**EXERCISE DETAILS**.
All lines from the line containing "Every instance gets a single point. Point out the worker" up to and including the last line of the listing below should be echoed exactly; no other lines belong in the response.

Entries from a dataset:

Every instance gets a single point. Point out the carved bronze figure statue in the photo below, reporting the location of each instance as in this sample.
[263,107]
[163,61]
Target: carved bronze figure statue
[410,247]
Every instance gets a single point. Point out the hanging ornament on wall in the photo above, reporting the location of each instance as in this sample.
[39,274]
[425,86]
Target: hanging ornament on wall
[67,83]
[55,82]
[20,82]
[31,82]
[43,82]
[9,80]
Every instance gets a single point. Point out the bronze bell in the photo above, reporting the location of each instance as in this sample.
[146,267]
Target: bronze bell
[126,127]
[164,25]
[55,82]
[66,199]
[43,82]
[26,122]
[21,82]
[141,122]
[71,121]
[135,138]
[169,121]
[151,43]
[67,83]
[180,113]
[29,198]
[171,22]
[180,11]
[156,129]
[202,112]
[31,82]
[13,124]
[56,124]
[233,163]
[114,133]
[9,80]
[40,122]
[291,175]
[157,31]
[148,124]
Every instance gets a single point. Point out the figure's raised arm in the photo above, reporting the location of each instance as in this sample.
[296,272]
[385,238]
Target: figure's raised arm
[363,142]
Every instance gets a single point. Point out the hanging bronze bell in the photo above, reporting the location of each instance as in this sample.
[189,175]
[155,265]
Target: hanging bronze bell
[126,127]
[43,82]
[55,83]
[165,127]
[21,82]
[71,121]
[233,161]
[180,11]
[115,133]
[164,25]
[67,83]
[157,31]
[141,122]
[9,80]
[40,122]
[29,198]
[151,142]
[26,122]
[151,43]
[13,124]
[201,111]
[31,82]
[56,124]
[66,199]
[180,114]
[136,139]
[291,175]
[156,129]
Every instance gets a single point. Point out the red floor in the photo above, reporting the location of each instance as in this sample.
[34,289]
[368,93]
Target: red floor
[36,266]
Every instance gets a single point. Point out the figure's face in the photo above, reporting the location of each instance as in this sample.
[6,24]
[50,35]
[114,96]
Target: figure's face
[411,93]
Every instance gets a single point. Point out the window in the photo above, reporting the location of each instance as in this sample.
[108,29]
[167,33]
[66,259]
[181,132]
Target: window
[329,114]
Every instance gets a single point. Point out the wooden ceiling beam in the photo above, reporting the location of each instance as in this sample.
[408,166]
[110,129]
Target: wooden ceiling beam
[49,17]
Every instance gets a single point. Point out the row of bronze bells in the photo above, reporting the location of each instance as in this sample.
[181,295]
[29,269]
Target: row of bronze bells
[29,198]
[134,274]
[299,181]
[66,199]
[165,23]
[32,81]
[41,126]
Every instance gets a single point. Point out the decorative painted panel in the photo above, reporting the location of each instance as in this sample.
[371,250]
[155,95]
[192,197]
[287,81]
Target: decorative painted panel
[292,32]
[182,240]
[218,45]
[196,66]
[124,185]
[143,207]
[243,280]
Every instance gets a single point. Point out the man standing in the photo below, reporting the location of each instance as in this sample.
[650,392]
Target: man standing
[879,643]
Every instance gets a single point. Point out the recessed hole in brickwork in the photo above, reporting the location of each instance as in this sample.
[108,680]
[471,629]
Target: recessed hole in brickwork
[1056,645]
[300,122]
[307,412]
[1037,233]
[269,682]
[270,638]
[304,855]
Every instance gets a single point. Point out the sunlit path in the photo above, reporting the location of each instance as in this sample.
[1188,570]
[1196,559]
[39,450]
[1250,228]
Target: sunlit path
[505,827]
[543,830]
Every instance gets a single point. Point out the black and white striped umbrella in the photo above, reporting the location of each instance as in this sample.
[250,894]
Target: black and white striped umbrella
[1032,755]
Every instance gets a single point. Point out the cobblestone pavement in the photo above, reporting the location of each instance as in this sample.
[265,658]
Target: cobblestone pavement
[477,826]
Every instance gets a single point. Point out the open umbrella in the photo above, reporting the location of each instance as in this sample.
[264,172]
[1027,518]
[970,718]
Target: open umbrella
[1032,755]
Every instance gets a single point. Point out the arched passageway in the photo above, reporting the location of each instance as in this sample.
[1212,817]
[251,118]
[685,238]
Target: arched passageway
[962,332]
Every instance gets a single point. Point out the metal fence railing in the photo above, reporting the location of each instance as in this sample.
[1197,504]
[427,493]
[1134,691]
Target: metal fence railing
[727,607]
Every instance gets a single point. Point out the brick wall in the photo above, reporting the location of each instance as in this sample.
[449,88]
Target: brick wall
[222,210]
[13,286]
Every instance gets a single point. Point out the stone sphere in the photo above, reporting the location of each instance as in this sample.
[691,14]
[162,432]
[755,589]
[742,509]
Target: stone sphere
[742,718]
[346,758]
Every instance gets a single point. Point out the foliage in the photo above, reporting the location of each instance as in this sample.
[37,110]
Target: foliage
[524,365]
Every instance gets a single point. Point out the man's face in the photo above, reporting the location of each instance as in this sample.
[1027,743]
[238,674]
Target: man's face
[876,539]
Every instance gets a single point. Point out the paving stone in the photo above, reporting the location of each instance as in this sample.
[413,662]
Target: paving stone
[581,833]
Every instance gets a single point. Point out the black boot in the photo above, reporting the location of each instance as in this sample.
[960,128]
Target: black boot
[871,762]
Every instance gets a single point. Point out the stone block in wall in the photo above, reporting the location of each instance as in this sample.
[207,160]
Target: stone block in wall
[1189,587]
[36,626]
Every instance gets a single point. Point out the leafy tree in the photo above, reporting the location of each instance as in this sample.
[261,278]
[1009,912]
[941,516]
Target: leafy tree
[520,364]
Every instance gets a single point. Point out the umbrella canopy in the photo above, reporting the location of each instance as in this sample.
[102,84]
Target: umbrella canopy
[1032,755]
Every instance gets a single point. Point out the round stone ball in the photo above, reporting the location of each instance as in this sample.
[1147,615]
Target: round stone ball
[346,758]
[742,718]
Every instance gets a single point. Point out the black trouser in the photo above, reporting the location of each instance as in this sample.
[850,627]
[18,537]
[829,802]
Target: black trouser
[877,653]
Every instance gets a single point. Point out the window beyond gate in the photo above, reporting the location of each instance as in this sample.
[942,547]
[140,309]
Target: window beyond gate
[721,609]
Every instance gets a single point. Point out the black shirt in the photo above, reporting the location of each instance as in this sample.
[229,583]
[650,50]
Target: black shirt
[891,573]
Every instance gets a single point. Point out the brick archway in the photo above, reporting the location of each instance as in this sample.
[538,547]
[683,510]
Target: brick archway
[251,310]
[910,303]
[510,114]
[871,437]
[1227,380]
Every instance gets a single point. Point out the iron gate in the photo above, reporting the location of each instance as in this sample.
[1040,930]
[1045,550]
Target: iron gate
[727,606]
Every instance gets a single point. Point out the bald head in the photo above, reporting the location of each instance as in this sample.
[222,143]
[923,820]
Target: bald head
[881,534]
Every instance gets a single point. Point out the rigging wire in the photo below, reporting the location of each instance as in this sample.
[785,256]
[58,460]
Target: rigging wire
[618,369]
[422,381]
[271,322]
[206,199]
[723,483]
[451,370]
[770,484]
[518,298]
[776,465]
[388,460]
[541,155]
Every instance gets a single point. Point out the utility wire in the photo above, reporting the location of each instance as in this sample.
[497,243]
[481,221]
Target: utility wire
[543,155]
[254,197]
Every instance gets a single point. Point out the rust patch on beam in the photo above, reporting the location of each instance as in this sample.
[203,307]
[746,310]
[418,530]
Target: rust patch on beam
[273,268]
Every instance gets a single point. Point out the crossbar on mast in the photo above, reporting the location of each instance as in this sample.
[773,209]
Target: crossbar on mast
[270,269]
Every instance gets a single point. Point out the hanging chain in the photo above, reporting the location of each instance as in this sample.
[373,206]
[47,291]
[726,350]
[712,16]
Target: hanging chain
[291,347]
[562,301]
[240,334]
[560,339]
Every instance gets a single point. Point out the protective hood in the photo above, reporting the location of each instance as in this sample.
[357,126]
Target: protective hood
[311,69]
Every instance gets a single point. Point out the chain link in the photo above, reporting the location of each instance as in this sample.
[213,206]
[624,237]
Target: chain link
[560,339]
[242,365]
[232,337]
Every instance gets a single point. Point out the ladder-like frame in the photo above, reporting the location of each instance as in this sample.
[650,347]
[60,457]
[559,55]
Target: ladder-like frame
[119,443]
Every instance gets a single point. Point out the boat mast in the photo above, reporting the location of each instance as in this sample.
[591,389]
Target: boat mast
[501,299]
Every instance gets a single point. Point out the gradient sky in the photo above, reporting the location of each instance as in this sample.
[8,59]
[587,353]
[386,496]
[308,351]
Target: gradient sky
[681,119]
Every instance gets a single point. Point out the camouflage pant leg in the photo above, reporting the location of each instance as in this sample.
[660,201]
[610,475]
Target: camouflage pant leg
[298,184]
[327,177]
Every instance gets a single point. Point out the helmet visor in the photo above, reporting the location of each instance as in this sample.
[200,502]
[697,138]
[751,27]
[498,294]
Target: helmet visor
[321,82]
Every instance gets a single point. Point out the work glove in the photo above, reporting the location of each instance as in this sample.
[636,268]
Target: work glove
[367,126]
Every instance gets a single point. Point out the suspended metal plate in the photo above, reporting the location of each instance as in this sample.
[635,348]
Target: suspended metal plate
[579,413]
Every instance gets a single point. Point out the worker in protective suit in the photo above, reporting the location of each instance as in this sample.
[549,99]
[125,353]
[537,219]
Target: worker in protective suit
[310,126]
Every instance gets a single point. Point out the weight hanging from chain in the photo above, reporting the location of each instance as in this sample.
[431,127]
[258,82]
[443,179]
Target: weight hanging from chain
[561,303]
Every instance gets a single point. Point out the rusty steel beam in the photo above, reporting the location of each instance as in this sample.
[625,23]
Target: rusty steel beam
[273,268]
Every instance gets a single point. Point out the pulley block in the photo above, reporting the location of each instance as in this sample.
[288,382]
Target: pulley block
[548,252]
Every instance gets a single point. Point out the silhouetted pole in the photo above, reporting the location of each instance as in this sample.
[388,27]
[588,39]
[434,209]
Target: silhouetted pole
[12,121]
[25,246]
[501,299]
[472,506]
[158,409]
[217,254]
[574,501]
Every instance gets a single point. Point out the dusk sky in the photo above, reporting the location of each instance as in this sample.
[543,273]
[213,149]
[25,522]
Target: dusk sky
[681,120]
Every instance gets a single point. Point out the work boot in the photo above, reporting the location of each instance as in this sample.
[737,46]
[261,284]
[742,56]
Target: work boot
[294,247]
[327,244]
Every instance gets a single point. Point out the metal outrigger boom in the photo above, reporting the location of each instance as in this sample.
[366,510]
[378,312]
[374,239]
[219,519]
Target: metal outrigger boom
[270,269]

**FULL SOLUTION**.
Every instance gets a single point. Point out the worker in protective suit in the photo above, reporting the location of each instance as in this sample.
[549,99]
[125,353]
[537,219]
Target: worker in protective suit
[310,126]
Every instance gets a single point. Point out the weight hanging from chain in the photo above, reporting the location of each instance as in this sample.
[431,127]
[258,82]
[443,179]
Target: weight hanging from chain
[561,303]
Every instance gets a single point. Point out the rusty steel beam in the photo above, reporting the location of each instance as in this sample.
[625,23]
Target: rusty steel beam
[273,268]
Every instance gets a single point. Point out the pulley block in the photo above, reporting the location of each instance as in this sample.
[288,382]
Target: pulley block
[548,252]
Every instance gets a single point. Point out the silhouetted pole in the photo above, reporting the location of each instance as in this sample.
[388,27]
[588,39]
[434,209]
Target: silhouetted pole
[12,121]
[25,246]
[501,299]
[472,506]
[158,409]
[217,254]
[574,501]
Every instance gets a single point. Point out the dusk sky in the photo above, reporting the location of each instance as in this sample.
[543,273]
[213,149]
[25,522]
Target: dusk sky
[681,120]
Every instance gets a single point. Point out the work boot in the photo above, reporting the location of each instance as in this sample.
[737,46]
[261,284]
[742,56]
Target: work boot
[294,247]
[327,244]
Every instance gets a single point. Point out the metal outrigger boom in the photo above, reporting the location of each instance as in this sample.
[366,510]
[378,312]
[374,239]
[219,519]
Target: metal outrigger boom
[270,269]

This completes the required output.